◆ ASSIGNMENT 1
Answer these questions using the article about the Engine Company No. 8 sign:
(a) What are the sign's dimensions?
(b) Where does the sign sit today?
(c) How many raffle tickets have the firefighters printed, and what does each one cost?
◆ ASSIGNMENT 2
Resume the article about the Engine Company No. 8 sign, picking up after its final sentence.

Two months ago, it seemed everyone in the District was passing the doors of Engine Company No. 8 in Southeast Washington -- from TV crews to Mayor Marion Barry to curious residents -- wanting to see a controversial sign that had the fire department logo emblazoned with a hog's head.
Things have quieted down since then, but the firefighters hope they will not remain quiet for long. On March 17, the sign, a tribute to the Washington Redskins during the pro football playoffs, will be raffled off, with proceeds going to charity. The firehouse is alive with a postseason burst of Redskins fever.
The 4-by-7-foot red and yellow sign, hung to show pride that the firehouse is first to respond to any emergencies at RFK Stadium, became a cause celebre when fire department officials ordered it removed from the front of the firehouse the day of the Redskins' loss to Chicago in the NFC semifinal playoff game.
It was ordered rehung after Barry, calling himself "chief booster of the Redskins," visited the station and told firefighters he would try to arrange for its continued display.
After the Super Bowl, the sign was banished once more, and today it sits in the Redskins' locker room, where players are autographing it before it is raffled.
Firefighters at Engine 8 have printed 50,000 raffle tickets that are available at local fire stations for $1 a piece in preparation for the St. Patrick's Day drawing at their station, 1520 C St. SE.
The raffle is "a concerted effort by firefighters to help our community," said Capt. Clifton Dowey, who also noted that many county fire departments have purchased blocks of tickets to sell.

◆ RECORDED INFORMATION
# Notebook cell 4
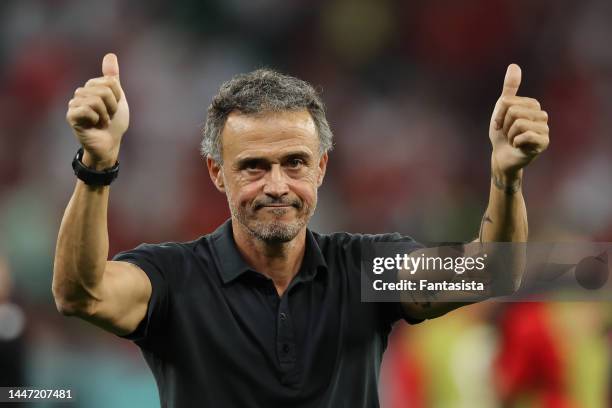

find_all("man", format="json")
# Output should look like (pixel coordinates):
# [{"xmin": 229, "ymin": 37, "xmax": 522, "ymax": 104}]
[{"xmin": 53, "ymin": 54, "xmax": 548, "ymax": 407}]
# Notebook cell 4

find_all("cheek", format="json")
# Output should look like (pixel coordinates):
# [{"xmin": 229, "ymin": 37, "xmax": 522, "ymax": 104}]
[
  {"xmin": 232, "ymin": 182, "xmax": 262, "ymax": 207},
  {"xmin": 291, "ymin": 181, "xmax": 317, "ymax": 207}
]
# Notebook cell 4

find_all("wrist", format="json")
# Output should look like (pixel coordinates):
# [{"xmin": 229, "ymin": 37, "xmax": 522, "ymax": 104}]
[
  {"xmin": 81, "ymin": 150, "xmax": 119, "ymax": 171},
  {"xmin": 491, "ymin": 160, "xmax": 523, "ymax": 195}
]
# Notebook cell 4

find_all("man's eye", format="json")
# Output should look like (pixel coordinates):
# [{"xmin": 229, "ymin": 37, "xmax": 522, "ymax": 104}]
[
  {"xmin": 242, "ymin": 160, "xmax": 262, "ymax": 171},
  {"xmin": 287, "ymin": 158, "xmax": 304, "ymax": 169}
]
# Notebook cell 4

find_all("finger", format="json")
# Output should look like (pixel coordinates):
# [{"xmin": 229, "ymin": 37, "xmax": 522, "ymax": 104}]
[
  {"xmin": 494, "ymin": 95, "xmax": 540, "ymax": 130},
  {"xmin": 503, "ymin": 105, "xmax": 548, "ymax": 135},
  {"xmin": 102, "ymin": 53, "xmax": 119, "ymax": 79},
  {"xmin": 513, "ymin": 130, "xmax": 549, "ymax": 154},
  {"xmin": 85, "ymin": 86, "xmax": 117, "ymax": 117},
  {"xmin": 77, "ymin": 95, "xmax": 110, "ymax": 126},
  {"xmin": 66, "ymin": 105, "xmax": 100, "ymax": 128},
  {"xmin": 502, "ymin": 64, "xmax": 522, "ymax": 96},
  {"xmin": 508, "ymin": 119, "xmax": 548, "ymax": 146},
  {"xmin": 85, "ymin": 77, "xmax": 121, "ymax": 102}
]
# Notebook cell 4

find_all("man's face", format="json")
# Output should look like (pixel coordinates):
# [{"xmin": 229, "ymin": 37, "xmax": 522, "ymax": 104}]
[{"xmin": 207, "ymin": 110, "xmax": 327, "ymax": 242}]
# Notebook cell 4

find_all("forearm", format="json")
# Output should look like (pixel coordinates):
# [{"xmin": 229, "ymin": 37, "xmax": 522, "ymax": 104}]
[
  {"xmin": 478, "ymin": 170, "xmax": 528, "ymax": 242},
  {"xmin": 53, "ymin": 156, "xmax": 110, "ymax": 312}
]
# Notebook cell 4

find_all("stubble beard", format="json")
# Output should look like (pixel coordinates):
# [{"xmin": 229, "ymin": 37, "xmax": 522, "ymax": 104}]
[{"xmin": 228, "ymin": 197, "xmax": 316, "ymax": 244}]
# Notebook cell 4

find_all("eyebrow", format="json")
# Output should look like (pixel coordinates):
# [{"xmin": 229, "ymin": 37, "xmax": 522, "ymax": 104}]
[{"xmin": 236, "ymin": 150, "xmax": 312, "ymax": 169}]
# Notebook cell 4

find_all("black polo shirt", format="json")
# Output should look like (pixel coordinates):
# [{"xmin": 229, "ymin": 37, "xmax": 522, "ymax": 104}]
[{"xmin": 114, "ymin": 220, "xmax": 418, "ymax": 408}]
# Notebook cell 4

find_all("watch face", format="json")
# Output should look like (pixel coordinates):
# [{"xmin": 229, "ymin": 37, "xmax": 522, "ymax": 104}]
[{"xmin": 72, "ymin": 148, "xmax": 119, "ymax": 186}]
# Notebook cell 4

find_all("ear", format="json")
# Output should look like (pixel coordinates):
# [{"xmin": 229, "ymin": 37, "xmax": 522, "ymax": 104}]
[
  {"xmin": 206, "ymin": 156, "xmax": 225, "ymax": 193},
  {"xmin": 317, "ymin": 153, "xmax": 329, "ymax": 187}
]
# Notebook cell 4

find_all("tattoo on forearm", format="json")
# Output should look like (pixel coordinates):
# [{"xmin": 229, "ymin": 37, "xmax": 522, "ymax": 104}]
[
  {"xmin": 478, "ymin": 214, "xmax": 493, "ymax": 242},
  {"xmin": 491, "ymin": 174, "xmax": 521, "ymax": 195}
]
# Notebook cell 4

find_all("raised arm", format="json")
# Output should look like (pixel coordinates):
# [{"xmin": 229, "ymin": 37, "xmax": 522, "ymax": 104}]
[
  {"xmin": 53, "ymin": 54, "xmax": 151, "ymax": 334},
  {"xmin": 402, "ymin": 64, "xmax": 549, "ymax": 318}
]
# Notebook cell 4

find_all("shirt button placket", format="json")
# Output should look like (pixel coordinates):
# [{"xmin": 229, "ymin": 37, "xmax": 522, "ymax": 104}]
[{"xmin": 276, "ymin": 296, "xmax": 295, "ymax": 369}]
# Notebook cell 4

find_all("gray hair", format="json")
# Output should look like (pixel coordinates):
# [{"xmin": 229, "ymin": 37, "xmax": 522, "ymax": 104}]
[{"xmin": 201, "ymin": 69, "xmax": 333, "ymax": 163}]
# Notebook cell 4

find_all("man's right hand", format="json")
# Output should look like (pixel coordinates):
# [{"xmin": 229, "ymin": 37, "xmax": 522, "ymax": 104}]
[{"xmin": 66, "ymin": 54, "xmax": 130, "ymax": 170}]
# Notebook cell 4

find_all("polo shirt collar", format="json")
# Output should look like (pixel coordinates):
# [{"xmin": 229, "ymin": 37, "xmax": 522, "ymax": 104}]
[{"xmin": 211, "ymin": 218, "xmax": 327, "ymax": 283}]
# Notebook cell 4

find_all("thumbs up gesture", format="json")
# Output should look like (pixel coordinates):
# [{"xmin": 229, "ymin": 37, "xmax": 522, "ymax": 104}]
[
  {"xmin": 489, "ymin": 64, "xmax": 549, "ymax": 178},
  {"xmin": 66, "ymin": 54, "xmax": 130, "ymax": 170}
]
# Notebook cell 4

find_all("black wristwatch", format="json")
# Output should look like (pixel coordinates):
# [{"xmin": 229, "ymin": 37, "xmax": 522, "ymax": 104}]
[{"xmin": 72, "ymin": 147, "xmax": 119, "ymax": 186}]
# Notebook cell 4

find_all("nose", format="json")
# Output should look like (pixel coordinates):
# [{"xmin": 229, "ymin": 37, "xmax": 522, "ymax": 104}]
[{"xmin": 263, "ymin": 164, "xmax": 289, "ymax": 198}]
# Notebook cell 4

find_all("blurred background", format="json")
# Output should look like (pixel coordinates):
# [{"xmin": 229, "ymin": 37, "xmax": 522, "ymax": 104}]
[{"xmin": 0, "ymin": 0, "xmax": 612, "ymax": 408}]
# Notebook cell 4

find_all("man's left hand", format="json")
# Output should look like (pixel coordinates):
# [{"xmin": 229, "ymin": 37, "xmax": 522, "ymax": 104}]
[{"xmin": 489, "ymin": 64, "xmax": 549, "ymax": 179}]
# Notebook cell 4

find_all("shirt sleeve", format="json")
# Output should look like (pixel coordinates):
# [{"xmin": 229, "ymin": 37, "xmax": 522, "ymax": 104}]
[{"xmin": 113, "ymin": 244, "xmax": 169, "ymax": 346}]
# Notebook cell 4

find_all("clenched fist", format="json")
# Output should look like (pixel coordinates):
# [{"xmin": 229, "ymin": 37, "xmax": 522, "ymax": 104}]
[
  {"xmin": 489, "ymin": 64, "xmax": 549, "ymax": 178},
  {"xmin": 66, "ymin": 54, "xmax": 130, "ymax": 170}
]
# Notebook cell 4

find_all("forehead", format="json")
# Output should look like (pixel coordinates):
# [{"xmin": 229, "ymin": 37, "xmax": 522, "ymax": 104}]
[{"xmin": 221, "ymin": 109, "xmax": 319, "ymax": 160}]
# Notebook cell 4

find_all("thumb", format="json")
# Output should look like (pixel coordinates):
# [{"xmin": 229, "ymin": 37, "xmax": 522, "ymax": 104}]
[
  {"xmin": 502, "ymin": 64, "xmax": 521, "ymax": 96},
  {"xmin": 102, "ymin": 53, "xmax": 119, "ymax": 79}
]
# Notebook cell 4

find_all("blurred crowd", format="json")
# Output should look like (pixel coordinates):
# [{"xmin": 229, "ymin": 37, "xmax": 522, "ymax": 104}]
[{"xmin": 0, "ymin": 0, "xmax": 612, "ymax": 407}]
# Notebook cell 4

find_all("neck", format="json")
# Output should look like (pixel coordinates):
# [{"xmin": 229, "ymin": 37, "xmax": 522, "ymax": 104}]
[{"xmin": 232, "ymin": 219, "xmax": 306, "ymax": 296}]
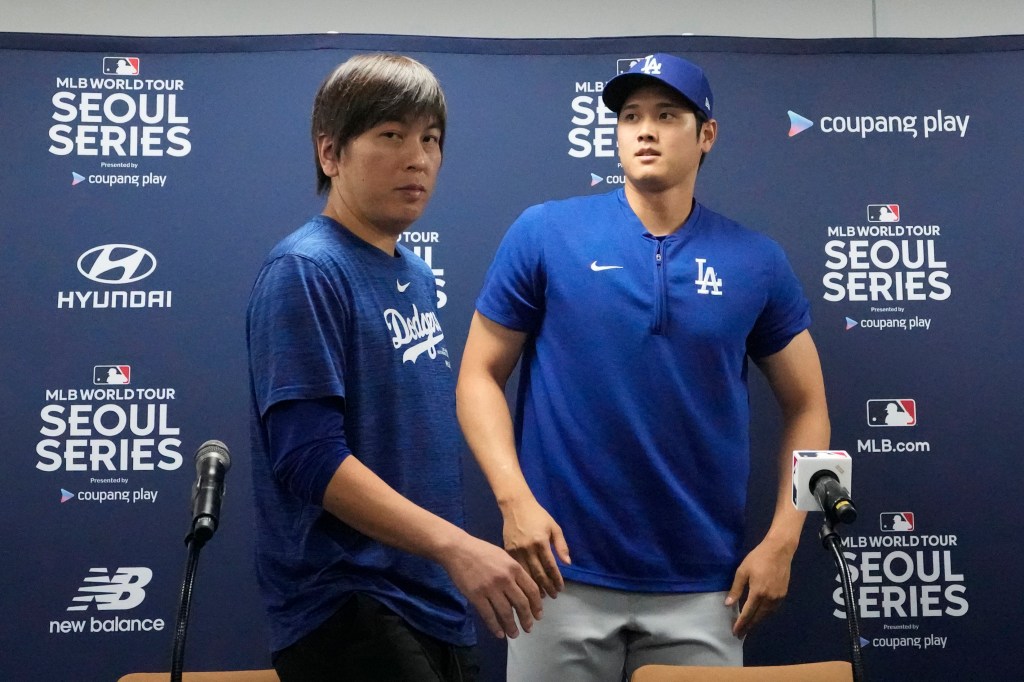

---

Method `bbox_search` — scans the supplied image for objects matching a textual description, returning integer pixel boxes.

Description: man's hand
[502,498,572,598]
[725,539,795,638]
[439,535,544,639]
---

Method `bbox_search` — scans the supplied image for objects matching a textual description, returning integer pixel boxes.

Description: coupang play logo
[786,109,971,139]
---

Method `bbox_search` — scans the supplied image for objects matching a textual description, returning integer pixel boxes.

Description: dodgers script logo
[384,305,444,364]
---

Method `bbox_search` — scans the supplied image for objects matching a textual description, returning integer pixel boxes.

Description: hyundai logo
[78,244,157,284]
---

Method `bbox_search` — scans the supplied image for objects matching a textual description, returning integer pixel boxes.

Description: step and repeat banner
[0,34,1024,682]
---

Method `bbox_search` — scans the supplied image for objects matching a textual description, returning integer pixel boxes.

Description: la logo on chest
[693,258,722,296]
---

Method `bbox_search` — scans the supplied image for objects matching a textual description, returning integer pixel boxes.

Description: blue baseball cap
[601,52,715,119]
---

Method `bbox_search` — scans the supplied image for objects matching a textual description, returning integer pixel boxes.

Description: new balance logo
[693,258,722,296]
[68,566,153,611]
[640,54,662,76]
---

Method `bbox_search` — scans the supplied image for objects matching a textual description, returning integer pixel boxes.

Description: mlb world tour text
[822,225,952,302]
[36,389,182,472]
[49,78,191,157]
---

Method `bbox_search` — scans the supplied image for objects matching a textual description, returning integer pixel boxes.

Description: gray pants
[507,581,743,682]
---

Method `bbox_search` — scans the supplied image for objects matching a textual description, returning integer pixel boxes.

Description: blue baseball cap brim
[601,52,715,119]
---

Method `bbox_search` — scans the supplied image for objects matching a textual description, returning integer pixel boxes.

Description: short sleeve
[476,206,546,332]
[746,242,811,357]
[247,255,349,417]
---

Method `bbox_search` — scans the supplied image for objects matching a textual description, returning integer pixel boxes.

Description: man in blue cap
[458,54,829,682]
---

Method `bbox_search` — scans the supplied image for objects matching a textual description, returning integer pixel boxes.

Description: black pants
[273,594,479,682]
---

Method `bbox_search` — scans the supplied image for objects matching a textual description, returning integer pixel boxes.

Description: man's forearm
[323,455,465,561]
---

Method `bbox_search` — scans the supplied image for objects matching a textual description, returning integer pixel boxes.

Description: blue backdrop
[0,34,1024,681]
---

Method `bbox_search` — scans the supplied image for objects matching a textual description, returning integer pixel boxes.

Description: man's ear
[700,119,718,154]
[316,135,341,177]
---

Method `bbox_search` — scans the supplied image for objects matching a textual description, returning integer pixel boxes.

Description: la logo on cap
[640,54,662,76]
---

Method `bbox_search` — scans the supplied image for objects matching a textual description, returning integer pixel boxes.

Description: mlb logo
[615,57,643,76]
[867,204,899,222]
[879,512,914,532]
[92,365,131,386]
[103,57,138,76]
[867,398,918,426]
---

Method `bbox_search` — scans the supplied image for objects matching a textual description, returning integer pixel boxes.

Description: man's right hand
[502,498,572,598]
[438,535,544,639]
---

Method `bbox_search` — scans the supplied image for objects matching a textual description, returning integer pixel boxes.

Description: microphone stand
[171,526,213,682]
[818,511,864,682]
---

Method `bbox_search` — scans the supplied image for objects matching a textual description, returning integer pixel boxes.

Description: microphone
[189,440,231,545]
[793,450,857,523]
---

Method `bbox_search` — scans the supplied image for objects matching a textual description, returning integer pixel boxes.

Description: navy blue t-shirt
[247,216,475,650]
[476,189,810,592]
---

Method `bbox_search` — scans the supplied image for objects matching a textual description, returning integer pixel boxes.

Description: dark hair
[311,54,447,195]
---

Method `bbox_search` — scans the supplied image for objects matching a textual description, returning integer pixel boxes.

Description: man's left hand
[725,540,793,639]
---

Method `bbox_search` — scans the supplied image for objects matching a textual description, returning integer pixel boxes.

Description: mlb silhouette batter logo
[92,365,131,386]
[879,512,914,532]
[103,57,138,76]
[867,204,899,222]
[867,398,918,426]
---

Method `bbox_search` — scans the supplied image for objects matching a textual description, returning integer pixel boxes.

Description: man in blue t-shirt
[458,54,829,682]
[247,54,541,682]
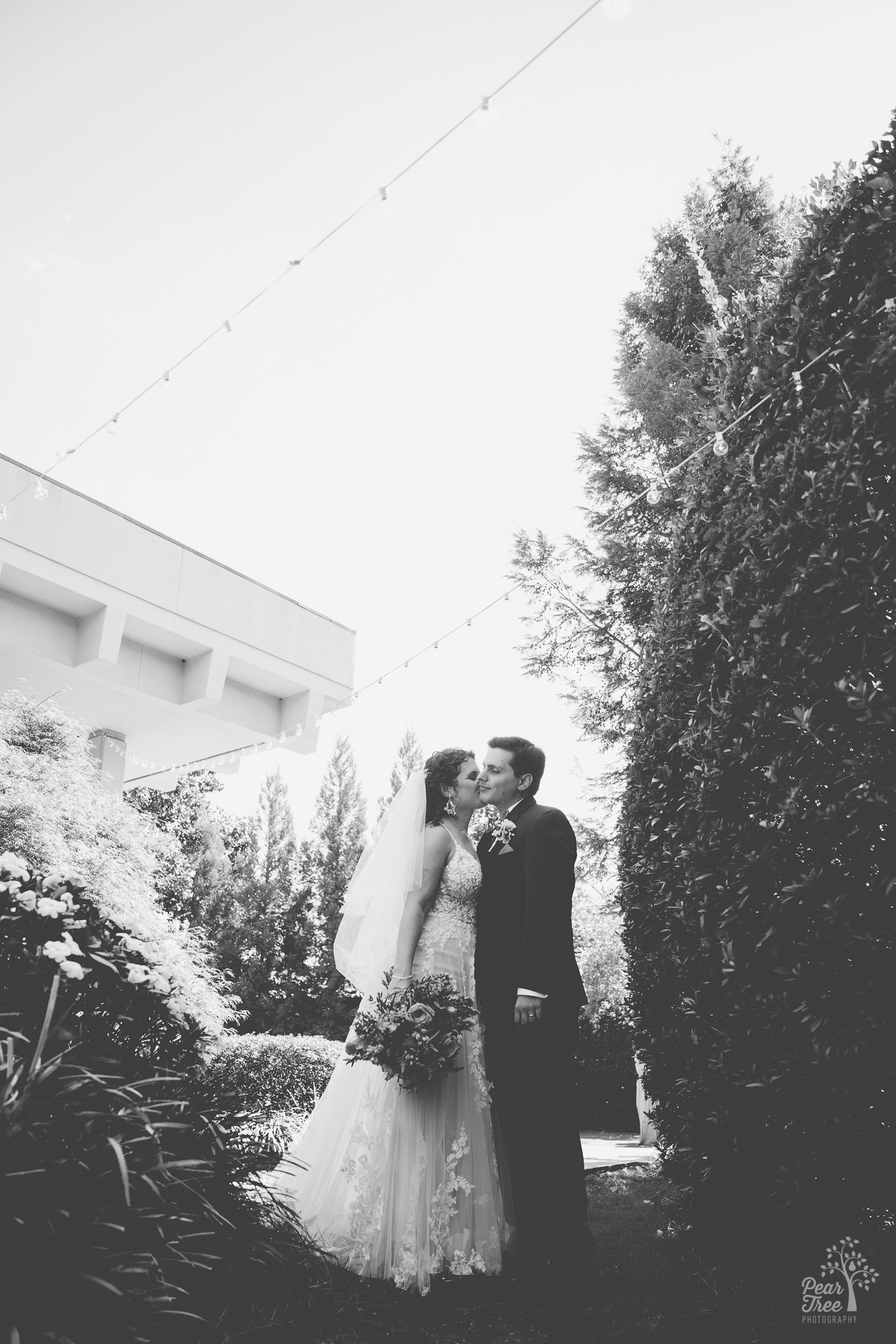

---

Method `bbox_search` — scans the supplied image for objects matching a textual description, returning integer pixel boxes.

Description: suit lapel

◆ WRITTEN ANSWER 1
(a) 4 by 7 feet
(b) In the Redskins' locker room
(c) 50,000 tickets, at $1 apiece

◆ WRITTEN ANSWER 2
Dowey said proceeds will be donated to the Burn Center at Washington Hospital Center, which treats about 300 burn patients a year.
Dr. Marion H. Jordan, director of the Burn Center, said he was "tickled to death that the firefighters would think of us." He said the money will be used to fund continuing research projects in such areas as antibiotic therapy and pain control using nonnarcotic medication.
The Hogettes, a group of male Redskins fans who, wearing dresses and baseball caps to which pigs' snouts and ears are attached, help raise money for charities, will be on hand for the 2 p.m. drawing. They have helped line up other prizes from Budweiser, Pepsi and the Stadium Sports Store in Wheaton, according to "Grandpaw Hogette" Ralph J. Campbell.
He said the Redskins will present an autographed football to the local firehouse that sells the most raffle tickets.
In addition to being available at firehouses, tickets can be purchased by sending a self-addressed stamped envelope and a check or money order, payable to the Washington Burn Unit Benefit, to P.O. Box 3195, Landover Hills, Md. 20784.